**Text provided**
[Date Prev][Date Next][Thread Prev][Thread Next][Date Index][Thread Index]

Re: Comments on draft-ietf-shim6-failure-detection



Hi, Bernard,

Thank you for providing these comments (and thanks, Jari, for forwarding them).

A couple of thoughts inline,

Spencer



Here are some comments from Bernard Aboba. These relate to
the failure and reachability detection and perhaps also more
generally the division of work between the shim and
other protocol layers. I wasn't quite sure what to say
in response, so with Bernard's permission, I'm posting
the comments here:

----

I read the SHIM6 failure detection documents, and had some comments
relating to the time scale of failure detection.  I think there are some
issues with respect to "conservation of packets" that are worth exploring.


Section 5

   Also, it
   would be unfortunate if both the IP layer and transport/application
   layer took action for the same problem, for instance by switching to
   a new address at the IP layer and throttling back due to "congestion"
   at the transport layer.

**Data for review**
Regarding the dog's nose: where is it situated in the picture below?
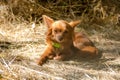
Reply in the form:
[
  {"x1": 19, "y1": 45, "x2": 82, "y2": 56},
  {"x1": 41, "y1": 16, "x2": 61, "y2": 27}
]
[{"x1": 58, "y1": 36, "x2": 63, "y2": 41}]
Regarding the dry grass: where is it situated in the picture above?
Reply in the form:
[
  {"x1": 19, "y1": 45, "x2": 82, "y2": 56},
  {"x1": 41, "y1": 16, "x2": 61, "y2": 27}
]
[{"x1": 0, "y1": 1, "x2": 120, "y2": 80}]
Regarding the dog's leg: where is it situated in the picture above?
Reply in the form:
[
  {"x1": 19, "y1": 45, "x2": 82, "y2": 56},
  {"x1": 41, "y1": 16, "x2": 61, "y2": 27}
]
[{"x1": 38, "y1": 48, "x2": 54, "y2": 65}]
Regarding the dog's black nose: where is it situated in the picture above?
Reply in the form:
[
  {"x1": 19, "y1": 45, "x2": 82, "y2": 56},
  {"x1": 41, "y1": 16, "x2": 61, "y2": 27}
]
[{"x1": 58, "y1": 36, "x2": 63, "y2": 41}]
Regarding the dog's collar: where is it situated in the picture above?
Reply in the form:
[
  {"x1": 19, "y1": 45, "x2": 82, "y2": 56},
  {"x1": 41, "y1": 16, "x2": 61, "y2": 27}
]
[{"x1": 52, "y1": 42, "x2": 61, "y2": 48}]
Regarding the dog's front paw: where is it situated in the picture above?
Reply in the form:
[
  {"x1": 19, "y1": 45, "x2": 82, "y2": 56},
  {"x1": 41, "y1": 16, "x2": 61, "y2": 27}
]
[{"x1": 53, "y1": 56, "x2": 63, "y2": 60}]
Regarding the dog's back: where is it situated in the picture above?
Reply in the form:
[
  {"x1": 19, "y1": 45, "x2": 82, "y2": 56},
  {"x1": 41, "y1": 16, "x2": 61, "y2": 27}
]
[{"x1": 74, "y1": 32, "x2": 98, "y2": 58}]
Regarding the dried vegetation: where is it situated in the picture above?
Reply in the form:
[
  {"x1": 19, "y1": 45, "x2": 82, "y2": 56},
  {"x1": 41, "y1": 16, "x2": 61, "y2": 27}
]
[{"x1": 0, "y1": 0, "x2": 120, "y2": 80}]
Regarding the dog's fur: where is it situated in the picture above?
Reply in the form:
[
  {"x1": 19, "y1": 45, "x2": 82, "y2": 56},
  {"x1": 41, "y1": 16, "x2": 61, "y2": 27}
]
[{"x1": 38, "y1": 15, "x2": 98, "y2": 65}]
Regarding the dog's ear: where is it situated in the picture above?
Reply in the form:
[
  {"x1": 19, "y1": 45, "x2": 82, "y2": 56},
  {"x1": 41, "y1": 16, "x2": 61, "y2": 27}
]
[
  {"x1": 69, "y1": 20, "x2": 81, "y2": 28},
  {"x1": 42, "y1": 15, "x2": 54, "y2": 28}
]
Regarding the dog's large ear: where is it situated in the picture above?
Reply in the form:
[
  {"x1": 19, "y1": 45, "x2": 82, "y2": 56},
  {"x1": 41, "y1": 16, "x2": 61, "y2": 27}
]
[
  {"x1": 42, "y1": 15, "x2": 54, "y2": 28},
  {"x1": 69, "y1": 20, "x2": 81, "y2": 28}
]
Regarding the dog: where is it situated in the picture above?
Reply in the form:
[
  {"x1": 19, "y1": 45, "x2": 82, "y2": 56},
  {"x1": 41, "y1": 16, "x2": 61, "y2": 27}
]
[{"x1": 38, "y1": 15, "x2": 98, "y2": 65}]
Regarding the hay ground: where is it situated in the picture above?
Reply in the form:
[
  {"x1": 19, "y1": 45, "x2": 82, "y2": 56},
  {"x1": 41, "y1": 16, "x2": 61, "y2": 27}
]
[{"x1": 0, "y1": 1, "x2": 120, "y2": 80}]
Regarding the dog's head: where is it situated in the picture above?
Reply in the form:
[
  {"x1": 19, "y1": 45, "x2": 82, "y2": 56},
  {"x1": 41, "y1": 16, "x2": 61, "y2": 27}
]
[{"x1": 43, "y1": 15, "x2": 80, "y2": 43}]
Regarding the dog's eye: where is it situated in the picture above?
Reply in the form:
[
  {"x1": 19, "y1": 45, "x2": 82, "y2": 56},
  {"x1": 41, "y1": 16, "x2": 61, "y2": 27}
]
[
  {"x1": 54, "y1": 30, "x2": 58, "y2": 33},
  {"x1": 64, "y1": 30, "x2": 68, "y2": 34}
]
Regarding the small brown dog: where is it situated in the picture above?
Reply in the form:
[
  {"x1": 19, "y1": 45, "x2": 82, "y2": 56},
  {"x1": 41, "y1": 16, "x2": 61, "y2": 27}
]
[{"x1": 38, "y1": 15, "x2": 98, "y2": 65}]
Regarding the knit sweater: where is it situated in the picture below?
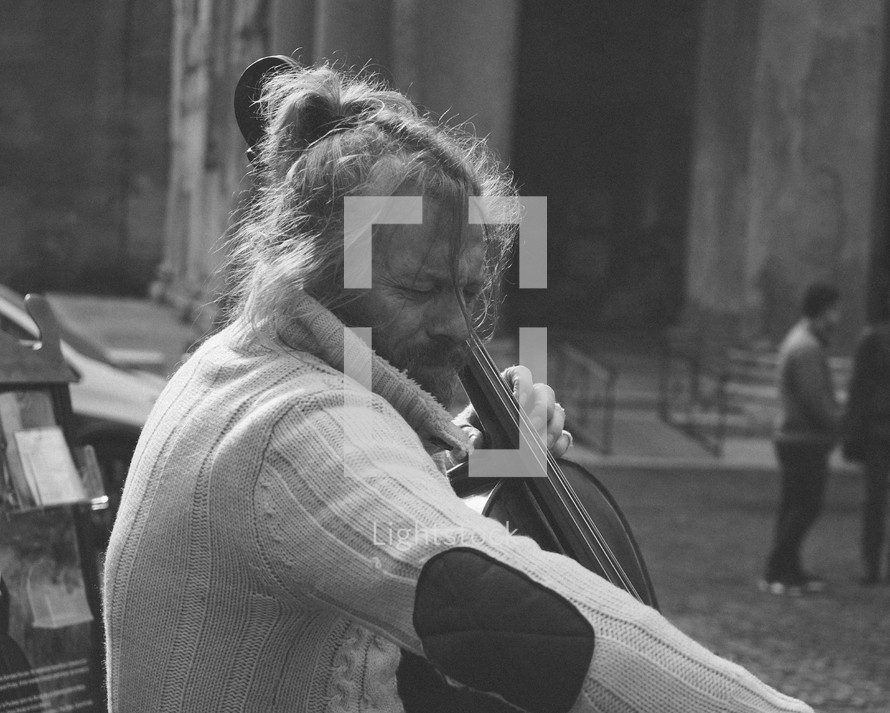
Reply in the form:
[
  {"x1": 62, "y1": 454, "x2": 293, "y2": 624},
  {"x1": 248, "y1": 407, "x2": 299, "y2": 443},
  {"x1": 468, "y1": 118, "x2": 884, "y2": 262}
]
[{"x1": 104, "y1": 292, "x2": 810, "y2": 713}]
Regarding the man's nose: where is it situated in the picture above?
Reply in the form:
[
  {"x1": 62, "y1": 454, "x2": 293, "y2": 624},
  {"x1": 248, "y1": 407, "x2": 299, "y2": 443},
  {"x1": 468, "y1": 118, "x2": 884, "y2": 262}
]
[{"x1": 426, "y1": 294, "x2": 470, "y2": 344}]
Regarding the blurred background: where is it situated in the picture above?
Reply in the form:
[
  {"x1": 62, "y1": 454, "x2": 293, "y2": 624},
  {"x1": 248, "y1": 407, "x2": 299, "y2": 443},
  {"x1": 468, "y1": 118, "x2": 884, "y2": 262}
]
[
  {"x1": 0, "y1": 5, "x2": 890, "y2": 713},
  {"x1": 0, "y1": 0, "x2": 890, "y2": 352}
]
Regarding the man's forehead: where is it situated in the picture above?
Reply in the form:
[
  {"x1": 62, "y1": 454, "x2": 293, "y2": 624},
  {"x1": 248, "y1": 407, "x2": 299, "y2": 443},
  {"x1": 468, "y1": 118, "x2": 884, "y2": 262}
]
[{"x1": 375, "y1": 196, "x2": 484, "y2": 252}]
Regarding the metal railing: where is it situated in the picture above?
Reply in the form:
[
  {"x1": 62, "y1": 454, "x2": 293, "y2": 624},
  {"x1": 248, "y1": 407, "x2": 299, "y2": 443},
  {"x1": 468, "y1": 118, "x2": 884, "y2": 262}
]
[{"x1": 658, "y1": 330, "x2": 729, "y2": 457}]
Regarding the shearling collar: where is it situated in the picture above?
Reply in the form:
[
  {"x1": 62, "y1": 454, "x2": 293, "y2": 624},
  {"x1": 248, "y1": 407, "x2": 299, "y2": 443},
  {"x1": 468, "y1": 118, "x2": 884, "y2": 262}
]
[{"x1": 268, "y1": 293, "x2": 472, "y2": 452}]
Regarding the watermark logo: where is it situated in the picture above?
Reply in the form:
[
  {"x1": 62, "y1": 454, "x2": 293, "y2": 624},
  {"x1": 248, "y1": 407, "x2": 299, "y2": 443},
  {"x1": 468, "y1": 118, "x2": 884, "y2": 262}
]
[{"x1": 371, "y1": 520, "x2": 518, "y2": 552}]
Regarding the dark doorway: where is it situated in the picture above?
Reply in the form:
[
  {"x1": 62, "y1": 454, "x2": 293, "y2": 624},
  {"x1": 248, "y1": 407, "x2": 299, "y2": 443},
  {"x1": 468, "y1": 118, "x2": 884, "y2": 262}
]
[{"x1": 507, "y1": 0, "x2": 700, "y2": 329}]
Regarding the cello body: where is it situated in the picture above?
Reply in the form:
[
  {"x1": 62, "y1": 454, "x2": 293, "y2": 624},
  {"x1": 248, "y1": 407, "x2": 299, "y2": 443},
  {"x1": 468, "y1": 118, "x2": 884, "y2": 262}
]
[{"x1": 397, "y1": 342, "x2": 658, "y2": 713}]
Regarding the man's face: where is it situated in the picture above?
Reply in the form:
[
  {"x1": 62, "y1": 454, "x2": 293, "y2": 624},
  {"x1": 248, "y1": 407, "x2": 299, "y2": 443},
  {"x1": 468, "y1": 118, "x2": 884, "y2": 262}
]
[{"x1": 342, "y1": 198, "x2": 484, "y2": 406}]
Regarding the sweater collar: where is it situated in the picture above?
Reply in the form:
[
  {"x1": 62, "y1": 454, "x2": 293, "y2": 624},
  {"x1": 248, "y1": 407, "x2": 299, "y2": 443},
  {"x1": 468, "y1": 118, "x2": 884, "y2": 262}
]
[{"x1": 268, "y1": 293, "x2": 472, "y2": 452}]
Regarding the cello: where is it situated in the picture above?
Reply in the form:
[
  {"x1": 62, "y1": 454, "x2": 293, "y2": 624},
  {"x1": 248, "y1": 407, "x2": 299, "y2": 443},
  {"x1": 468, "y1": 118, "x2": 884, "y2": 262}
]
[{"x1": 397, "y1": 332, "x2": 658, "y2": 713}]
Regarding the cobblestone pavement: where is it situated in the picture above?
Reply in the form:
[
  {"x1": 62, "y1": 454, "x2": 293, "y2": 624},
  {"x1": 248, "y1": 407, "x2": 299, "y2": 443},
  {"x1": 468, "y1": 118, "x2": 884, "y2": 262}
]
[{"x1": 597, "y1": 470, "x2": 890, "y2": 713}]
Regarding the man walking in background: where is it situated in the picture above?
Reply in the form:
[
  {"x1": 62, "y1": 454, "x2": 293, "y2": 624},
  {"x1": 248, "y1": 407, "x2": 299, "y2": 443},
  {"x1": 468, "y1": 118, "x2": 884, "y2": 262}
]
[{"x1": 761, "y1": 283, "x2": 840, "y2": 596}]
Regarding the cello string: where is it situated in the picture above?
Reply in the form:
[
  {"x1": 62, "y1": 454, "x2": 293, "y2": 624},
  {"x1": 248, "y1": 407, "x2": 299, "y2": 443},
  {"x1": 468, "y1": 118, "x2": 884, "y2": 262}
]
[
  {"x1": 471, "y1": 331, "x2": 641, "y2": 599},
  {"x1": 477, "y1": 336, "x2": 639, "y2": 598},
  {"x1": 454, "y1": 292, "x2": 643, "y2": 601}
]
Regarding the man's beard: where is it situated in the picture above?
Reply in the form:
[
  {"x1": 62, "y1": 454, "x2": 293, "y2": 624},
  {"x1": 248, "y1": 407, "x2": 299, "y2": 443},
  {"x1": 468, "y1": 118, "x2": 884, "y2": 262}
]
[{"x1": 374, "y1": 339, "x2": 467, "y2": 408}]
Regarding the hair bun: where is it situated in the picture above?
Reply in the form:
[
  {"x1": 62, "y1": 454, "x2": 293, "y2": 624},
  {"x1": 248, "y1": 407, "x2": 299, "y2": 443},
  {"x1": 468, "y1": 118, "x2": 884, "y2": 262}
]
[{"x1": 234, "y1": 55, "x2": 300, "y2": 159}]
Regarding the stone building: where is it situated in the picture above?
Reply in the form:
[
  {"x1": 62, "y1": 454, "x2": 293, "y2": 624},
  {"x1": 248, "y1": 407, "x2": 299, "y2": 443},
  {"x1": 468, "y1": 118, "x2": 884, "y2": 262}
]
[
  {"x1": 0, "y1": 0, "x2": 890, "y2": 350},
  {"x1": 0, "y1": 0, "x2": 172, "y2": 295},
  {"x1": 164, "y1": 0, "x2": 888, "y2": 348}
]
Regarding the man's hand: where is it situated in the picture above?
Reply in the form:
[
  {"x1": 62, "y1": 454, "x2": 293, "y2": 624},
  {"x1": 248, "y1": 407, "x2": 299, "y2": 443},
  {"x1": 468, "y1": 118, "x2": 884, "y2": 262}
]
[
  {"x1": 452, "y1": 366, "x2": 572, "y2": 463},
  {"x1": 501, "y1": 366, "x2": 572, "y2": 458}
]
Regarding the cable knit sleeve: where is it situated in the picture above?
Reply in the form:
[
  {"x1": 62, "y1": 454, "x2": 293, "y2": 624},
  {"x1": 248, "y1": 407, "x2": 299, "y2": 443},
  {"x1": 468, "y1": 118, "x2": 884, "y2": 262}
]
[{"x1": 254, "y1": 382, "x2": 810, "y2": 713}]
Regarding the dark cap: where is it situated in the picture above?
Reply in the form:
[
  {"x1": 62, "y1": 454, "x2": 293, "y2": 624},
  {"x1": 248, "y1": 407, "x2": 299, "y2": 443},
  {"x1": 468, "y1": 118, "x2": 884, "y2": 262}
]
[{"x1": 235, "y1": 54, "x2": 300, "y2": 161}]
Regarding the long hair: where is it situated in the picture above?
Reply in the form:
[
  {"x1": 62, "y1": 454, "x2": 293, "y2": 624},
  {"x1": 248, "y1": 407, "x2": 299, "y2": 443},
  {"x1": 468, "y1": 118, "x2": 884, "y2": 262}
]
[{"x1": 226, "y1": 66, "x2": 518, "y2": 340}]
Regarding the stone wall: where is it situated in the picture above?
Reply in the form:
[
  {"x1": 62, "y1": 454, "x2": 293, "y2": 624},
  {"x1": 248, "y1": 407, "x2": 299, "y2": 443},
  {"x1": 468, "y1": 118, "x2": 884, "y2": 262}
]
[
  {"x1": 0, "y1": 0, "x2": 171, "y2": 294},
  {"x1": 687, "y1": 0, "x2": 885, "y2": 351}
]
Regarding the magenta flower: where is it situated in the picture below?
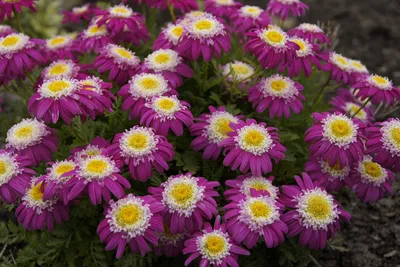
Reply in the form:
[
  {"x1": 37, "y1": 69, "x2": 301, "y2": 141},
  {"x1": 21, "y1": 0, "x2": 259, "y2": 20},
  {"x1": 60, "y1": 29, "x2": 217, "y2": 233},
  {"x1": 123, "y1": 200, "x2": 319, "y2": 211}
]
[
  {"x1": 230, "y1": 6, "x2": 272, "y2": 34},
  {"x1": 279, "y1": 37, "x2": 320, "y2": 77},
  {"x1": 141, "y1": 49, "x2": 194, "y2": 88},
  {"x1": 118, "y1": 73, "x2": 178, "y2": 119},
  {"x1": 15, "y1": 178, "x2": 69, "y2": 231},
  {"x1": 249, "y1": 74, "x2": 306, "y2": 118},
  {"x1": 0, "y1": 150, "x2": 35, "y2": 204},
  {"x1": 204, "y1": 0, "x2": 243, "y2": 18},
  {"x1": 220, "y1": 119, "x2": 286, "y2": 176},
  {"x1": 190, "y1": 106, "x2": 242, "y2": 160},
  {"x1": 365, "y1": 118, "x2": 400, "y2": 172},
  {"x1": 305, "y1": 112, "x2": 365, "y2": 167},
  {"x1": 346, "y1": 156, "x2": 395, "y2": 202},
  {"x1": 245, "y1": 26, "x2": 299, "y2": 69},
  {"x1": 140, "y1": 96, "x2": 193, "y2": 137},
  {"x1": 224, "y1": 192, "x2": 288, "y2": 249},
  {"x1": 0, "y1": 0, "x2": 36, "y2": 22},
  {"x1": 6, "y1": 119, "x2": 58, "y2": 166},
  {"x1": 304, "y1": 156, "x2": 350, "y2": 192},
  {"x1": 353, "y1": 75, "x2": 400, "y2": 105},
  {"x1": 148, "y1": 173, "x2": 219, "y2": 234},
  {"x1": 109, "y1": 126, "x2": 174, "y2": 182},
  {"x1": 288, "y1": 23, "x2": 331, "y2": 44},
  {"x1": 224, "y1": 174, "x2": 279, "y2": 201},
  {"x1": 93, "y1": 44, "x2": 140, "y2": 85},
  {"x1": 183, "y1": 216, "x2": 250, "y2": 267},
  {"x1": 267, "y1": 0, "x2": 308, "y2": 20},
  {"x1": 97, "y1": 194, "x2": 164, "y2": 259},
  {"x1": 176, "y1": 14, "x2": 231, "y2": 61},
  {"x1": 66, "y1": 152, "x2": 131, "y2": 205},
  {"x1": 281, "y1": 172, "x2": 351, "y2": 249}
]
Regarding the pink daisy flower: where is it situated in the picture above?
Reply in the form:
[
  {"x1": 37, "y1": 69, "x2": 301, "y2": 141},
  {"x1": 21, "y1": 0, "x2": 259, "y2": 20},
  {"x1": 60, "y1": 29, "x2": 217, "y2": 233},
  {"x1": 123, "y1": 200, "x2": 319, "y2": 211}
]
[
  {"x1": 224, "y1": 174, "x2": 279, "y2": 201},
  {"x1": 153, "y1": 23, "x2": 184, "y2": 50},
  {"x1": 346, "y1": 156, "x2": 395, "y2": 202},
  {"x1": 97, "y1": 194, "x2": 164, "y2": 259},
  {"x1": 140, "y1": 96, "x2": 193, "y2": 137},
  {"x1": 304, "y1": 156, "x2": 350, "y2": 192},
  {"x1": 353, "y1": 74, "x2": 400, "y2": 105},
  {"x1": 279, "y1": 37, "x2": 320, "y2": 77},
  {"x1": 245, "y1": 26, "x2": 299, "y2": 69},
  {"x1": 204, "y1": 0, "x2": 243, "y2": 17},
  {"x1": 220, "y1": 119, "x2": 286, "y2": 176},
  {"x1": 267, "y1": 0, "x2": 308, "y2": 20},
  {"x1": 288, "y1": 23, "x2": 331, "y2": 44},
  {"x1": 93, "y1": 44, "x2": 140, "y2": 85},
  {"x1": 0, "y1": 33, "x2": 45, "y2": 78},
  {"x1": 365, "y1": 118, "x2": 400, "y2": 172},
  {"x1": 305, "y1": 112, "x2": 365, "y2": 167},
  {"x1": 141, "y1": 49, "x2": 194, "y2": 88},
  {"x1": 281, "y1": 172, "x2": 351, "y2": 249},
  {"x1": 189, "y1": 106, "x2": 242, "y2": 160},
  {"x1": 230, "y1": 6, "x2": 272, "y2": 34},
  {"x1": 224, "y1": 191, "x2": 288, "y2": 249},
  {"x1": 0, "y1": 0, "x2": 36, "y2": 21},
  {"x1": 0, "y1": 150, "x2": 35, "y2": 204},
  {"x1": 15, "y1": 178, "x2": 69, "y2": 231},
  {"x1": 118, "y1": 73, "x2": 178, "y2": 119},
  {"x1": 183, "y1": 216, "x2": 250, "y2": 267},
  {"x1": 148, "y1": 173, "x2": 219, "y2": 234},
  {"x1": 109, "y1": 126, "x2": 174, "y2": 182},
  {"x1": 249, "y1": 74, "x2": 306, "y2": 118},
  {"x1": 6, "y1": 119, "x2": 58, "y2": 166},
  {"x1": 66, "y1": 153, "x2": 131, "y2": 205},
  {"x1": 176, "y1": 14, "x2": 231, "y2": 61}
]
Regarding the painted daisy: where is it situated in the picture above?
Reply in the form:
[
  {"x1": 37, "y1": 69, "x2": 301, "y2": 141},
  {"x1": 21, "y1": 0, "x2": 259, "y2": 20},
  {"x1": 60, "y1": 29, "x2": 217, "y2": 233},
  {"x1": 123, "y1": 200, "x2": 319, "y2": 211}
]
[
  {"x1": 97, "y1": 194, "x2": 164, "y2": 259},
  {"x1": 249, "y1": 74, "x2": 306, "y2": 118},
  {"x1": 109, "y1": 126, "x2": 174, "y2": 182},
  {"x1": 220, "y1": 119, "x2": 286, "y2": 176},
  {"x1": 189, "y1": 106, "x2": 243, "y2": 160},
  {"x1": 148, "y1": 173, "x2": 219, "y2": 234},
  {"x1": 6, "y1": 119, "x2": 58, "y2": 165},
  {"x1": 281, "y1": 172, "x2": 351, "y2": 249}
]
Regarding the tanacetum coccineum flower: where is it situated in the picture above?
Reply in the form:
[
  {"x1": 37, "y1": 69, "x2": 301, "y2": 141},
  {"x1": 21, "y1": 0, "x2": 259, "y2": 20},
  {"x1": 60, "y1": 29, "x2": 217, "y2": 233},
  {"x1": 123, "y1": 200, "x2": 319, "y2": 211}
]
[
  {"x1": 6, "y1": 119, "x2": 58, "y2": 165},
  {"x1": 140, "y1": 96, "x2": 193, "y2": 136},
  {"x1": 220, "y1": 119, "x2": 286, "y2": 176},
  {"x1": 148, "y1": 173, "x2": 219, "y2": 234},
  {"x1": 118, "y1": 73, "x2": 178, "y2": 119},
  {"x1": 305, "y1": 112, "x2": 365, "y2": 167},
  {"x1": 93, "y1": 44, "x2": 140, "y2": 85},
  {"x1": 267, "y1": 0, "x2": 308, "y2": 20},
  {"x1": 190, "y1": 106, "x2": 242, "y2": 160},
  {"x1": 280, "y1": 173, "x2": 351, "y2": 249},
  {"x1": 183, "y1": 216, "x2": 250, "y2": 267},
  {"x1": 109, "y1": 126, "x2": 174, "y2": 182},
  {"x1": 346, "y1": 156, "x2": 395, "y2": 202},
  {"x1": 249, "y1": 74, "x2": 306, "y2": 118},
  {"x1": 141, "y1": 49, "x2": 193, "y2": 88},
  {"x1": 15, "y1": 178, "x2": 69, "y2": 231},
  {"x1": 0, "y1": 150, "x2": 35, "y2": 204},
  {"x1": 224, "y1": 191, "x2": 288, "y2": 249},
  {"x1": 97, "y1": 194, "x2": 164, "y2": 259},
  {"x1": 353, "y1": 74, "x2": 400, "y2": 105},
  {"x1": 365, "y1": 118, "x2": 400, "y2": 172},
  {"x1": 245, "y1": 26, "x2": 299, "y2": 69},
  {"x1": 176, "y1": 14, "x2": 231, "y2": 61},
  {"x1": 229, "y1": 6, "x2": 272, "y2": 34}
]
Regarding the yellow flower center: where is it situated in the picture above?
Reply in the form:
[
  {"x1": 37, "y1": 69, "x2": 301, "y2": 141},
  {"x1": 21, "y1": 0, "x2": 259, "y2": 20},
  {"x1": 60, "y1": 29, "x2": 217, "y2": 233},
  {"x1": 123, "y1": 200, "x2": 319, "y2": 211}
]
[
  {"x1": 306, "y1": 195, "x2": 332, "y2": 221},
  {"x1": 249, "y1": 200, "x2": 272, "y2": 218},
  {"x1": 116, "y1": 204, "x2": 143, "y2": 227},
  {"x1": 128, "y1": 133, "x2": 149, "y2": 150}
]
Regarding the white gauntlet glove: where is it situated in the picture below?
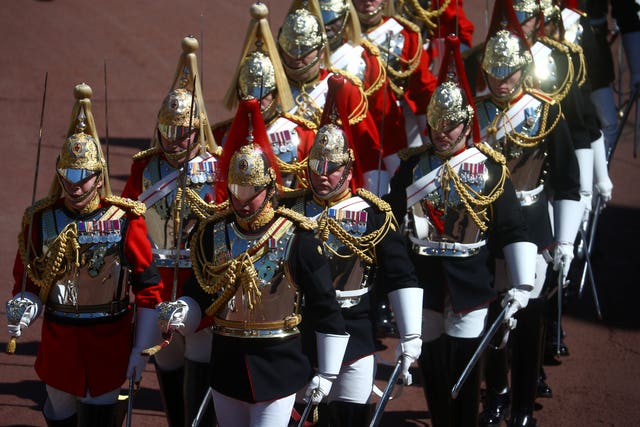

**What is expected**
Rewrite the paragraph of the SHIM6 message that begins "Here are some comments from Bernard Aboba" as a short bulleted list that keeps its main facts. The records come from a different source than the text.

**Result**
- The comments are from Bernard Aboba.
- They concern failure and reachability detection, and perhaps also the broader division of work between the shim and other protocol layers.
- The poster was unsure what to say in response.
- The comments are posted here with Bernard's permission.